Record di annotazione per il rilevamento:

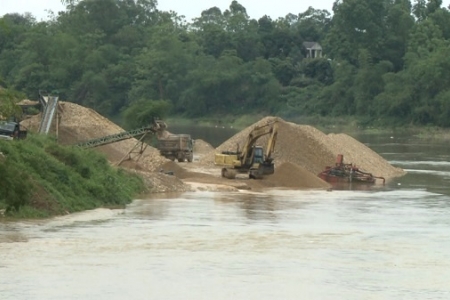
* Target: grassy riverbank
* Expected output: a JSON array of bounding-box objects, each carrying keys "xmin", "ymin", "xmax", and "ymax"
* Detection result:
[{"xmin": 0, "ymin": 135, "xmax": 145, "ymax": 218}]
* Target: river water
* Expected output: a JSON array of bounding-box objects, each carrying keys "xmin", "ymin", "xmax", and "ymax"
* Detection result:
[{"xmin": 0, "ymin": 131, "xmax": 450, "ymax": 300}]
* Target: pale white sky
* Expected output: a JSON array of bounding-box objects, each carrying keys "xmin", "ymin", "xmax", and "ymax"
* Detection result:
[{"xmin": 0, "ymin": 0, "xmax": 450, "ymax": 21}]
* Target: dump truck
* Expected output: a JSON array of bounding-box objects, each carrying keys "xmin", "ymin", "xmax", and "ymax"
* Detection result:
[
  {"xmin": 214, "ymin": 120, "xmax": 278, "ymax": 179},
  {"xmin": 0, "ymin": 121, "xmax": 27, "ymax": 140},
  {"xmin": 157, "ymin": 134, "xmax": 194, "ymax": 162}
]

» Obiettivo dichiarato
Restituisci tutte le voci riportate sopra, riga per riga e senza alcuna modifica, omettendo le immagini.

» Risposta
* Target: grassy riverbank
* Expected output: a JSON array of bounding-box objects, each carrying keys "xmin", "ymin", "xmax", and "ymax"
* Detection result:
[{"xmin": 0, "ymin": 135, "xmax": 145, "ymax": 218}]
* Target: river water
* Expected output: a JSON array of bounding-box objects, each carrying keys "xmin", "ymin", "xmax", and "ymax"
* Detection result:
[{"xmin": 0, "ymin": 131, "xmax": 450, "ymax": 300}]
* Target: pale white sky
* Expected output: a JSON array of bounding-box objects, each carrying keys "xmin", "ymin", "xmax", and "ymax"
* Detection result:
[{"xmin": 0, "ymin": 0, "xmax": 450, "ymax": 21}]
* Target: dump truck
* Expected output: a JSON array of bounding-box objects, each carrying keys "xmin", "ymin", "xmax", and "ymax"
* Detection result:
[
  {"xmin": 214, "ymin": 120, "xmax": 278, "ymax": 179},
  {"xmin": 0, "ymin": 121, "xmax": 27, "ymax": 140},
  {"xmin": 157, "ymin": 134, "xmax": 194, "ymax": 162}
]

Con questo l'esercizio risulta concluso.